PROBLEM STATEMENT » Please carry on the forum thread below about the adolescent dog that stopped coming when called, picking up after its last reply.

---------- PASSAGE

# Adolescent Nonsense



## BoxerParty (Nov 9, 2011)

:eyeroll:

Well, my dearest Lila, who was (and still is, really) the most agreeable wee creature, has decided to "forget" her recall. I went through this with Malcolm at the same age, so I know it is totally normal. BUT Lila ran INTO THE ROAD at the park the other day, and Malcolm mostly just ran 100m away and laughed. 

I've signed Lila up for a repeat of Level 2 puppy school to give her some structured reinforcement of her skills. Is there anything else you would do in this situation?


----------



## Maxy24 (Mar 5, 2011)

I'd stop off leash time, get a long line. That way she has no more chances to blow you off, if she doesn't come when you call, even if you get a little animated (run backwards a bit, make some funny noises) she gets reeled in so there is no self reinforcement for ignoring you. Only after she comes every time you call without having to be reeled in can she get the privilege of off leash time.


----------



## xchairity_casex (Oct 8, 2011)

that is super scary isnt it?

--------------------
---------- COLLECTED MATERIAL

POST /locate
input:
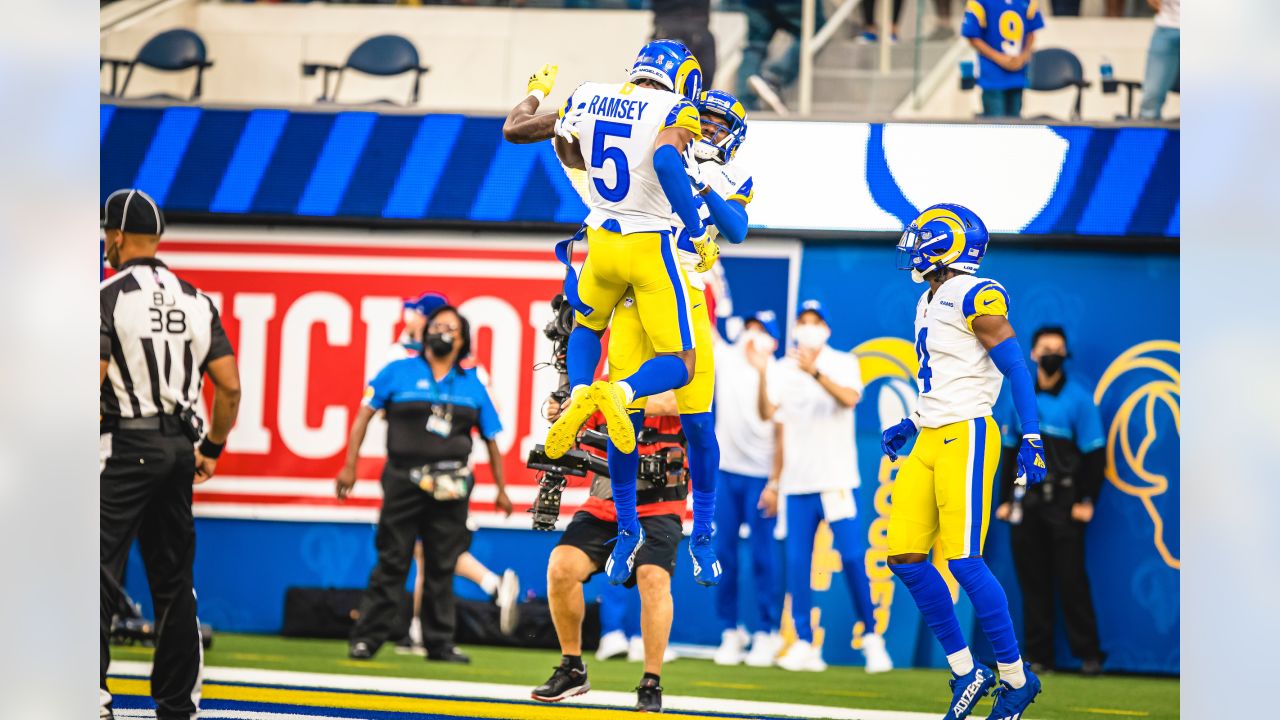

--------------------

RESPONSE TO THIS EXERCISE »
my sisters toy poodle who has always been good off lead has suddenly been not so good off lead so i take her to a fenced in area downtown but she found a gap in the fence to run out and go running around a busy store parking lot.

so with a long line now and Cesars old vibration collar ive been working with her.
i really love the vibration collars its not painful (it just vibrates like a cell phone) and it helps to reinforce what you say becuase basically it takes a dog by suprise. while running and not listening you push the button,collar vibrates they stop like "huh?" it gets there attention when your voice doesnt.

basically i taught her to use the vibration collar almost like clicker training vibrate,reward,vibrate,reward then i move outside on a line and i vibrate while saying "come" she comes i reward.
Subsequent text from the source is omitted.